## WHAT IS REQUIRED
Given the material below, output exactly the lines from the line with "Target: dark stage backdrop" to the line with "of the large", both ends included, and no other lines.

## THE DATA
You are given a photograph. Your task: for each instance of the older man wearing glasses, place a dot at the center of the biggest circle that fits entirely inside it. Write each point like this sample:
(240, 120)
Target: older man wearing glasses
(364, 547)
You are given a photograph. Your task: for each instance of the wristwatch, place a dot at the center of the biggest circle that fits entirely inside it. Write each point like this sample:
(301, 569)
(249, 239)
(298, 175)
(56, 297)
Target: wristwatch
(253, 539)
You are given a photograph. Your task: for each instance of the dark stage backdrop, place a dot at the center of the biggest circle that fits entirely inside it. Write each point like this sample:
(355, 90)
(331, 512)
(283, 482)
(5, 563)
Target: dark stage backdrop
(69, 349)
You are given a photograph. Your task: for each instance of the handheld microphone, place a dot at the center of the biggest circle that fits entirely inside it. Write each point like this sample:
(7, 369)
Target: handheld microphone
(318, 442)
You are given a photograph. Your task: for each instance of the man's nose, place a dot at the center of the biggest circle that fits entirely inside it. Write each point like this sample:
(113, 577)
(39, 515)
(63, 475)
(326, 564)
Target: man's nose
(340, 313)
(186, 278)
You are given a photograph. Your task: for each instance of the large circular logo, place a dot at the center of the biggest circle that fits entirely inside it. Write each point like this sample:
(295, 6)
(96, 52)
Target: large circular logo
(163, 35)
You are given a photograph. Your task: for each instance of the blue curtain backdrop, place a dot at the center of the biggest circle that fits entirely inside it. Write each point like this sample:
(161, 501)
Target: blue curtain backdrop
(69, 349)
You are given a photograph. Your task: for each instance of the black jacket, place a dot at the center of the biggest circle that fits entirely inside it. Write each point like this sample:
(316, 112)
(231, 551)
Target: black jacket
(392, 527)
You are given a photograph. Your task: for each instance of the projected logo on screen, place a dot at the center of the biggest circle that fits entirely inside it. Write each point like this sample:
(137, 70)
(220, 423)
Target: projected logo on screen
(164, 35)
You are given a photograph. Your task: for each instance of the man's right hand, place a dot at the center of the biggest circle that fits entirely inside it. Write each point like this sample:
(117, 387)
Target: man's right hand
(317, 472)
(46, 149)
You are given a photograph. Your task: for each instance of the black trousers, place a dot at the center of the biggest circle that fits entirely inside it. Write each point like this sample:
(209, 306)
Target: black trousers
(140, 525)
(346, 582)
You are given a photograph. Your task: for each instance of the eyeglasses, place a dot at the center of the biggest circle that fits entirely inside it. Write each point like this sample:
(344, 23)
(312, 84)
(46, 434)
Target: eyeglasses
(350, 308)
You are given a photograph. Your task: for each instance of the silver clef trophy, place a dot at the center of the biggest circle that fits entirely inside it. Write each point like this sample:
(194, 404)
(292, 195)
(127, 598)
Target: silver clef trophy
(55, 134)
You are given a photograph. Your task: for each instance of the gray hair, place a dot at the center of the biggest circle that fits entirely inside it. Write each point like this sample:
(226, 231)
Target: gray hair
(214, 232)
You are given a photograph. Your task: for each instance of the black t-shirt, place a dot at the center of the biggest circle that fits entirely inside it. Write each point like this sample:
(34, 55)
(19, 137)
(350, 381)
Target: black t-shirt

## OUTPUT FOR THIS EXERCISE
Target: dark stage backdrop
(69, 349)
You are given a photograph. Your task: for each instance of the handheld microphone, place a dot at the center of the biggest circle that fits entirely inside it. Write each point like this sample:
(7, 369)
Target: handheld microphone
(318, 442)
You are given a photograph. Your task: for each instance of the man's nose, place a dot at the center of the biggest circle that fits entirely inside it. Write each point like this sample:
(113, 577)
(39, 515)
(63, 475)
(326, 564)
Target: man's nose
(340, 313)
(186, 278)
You are given a photograph. Your task: for each instance of the large circular logo, place a dot at the center of the biggest circle that fits entirely inside it. Write each point like this sample:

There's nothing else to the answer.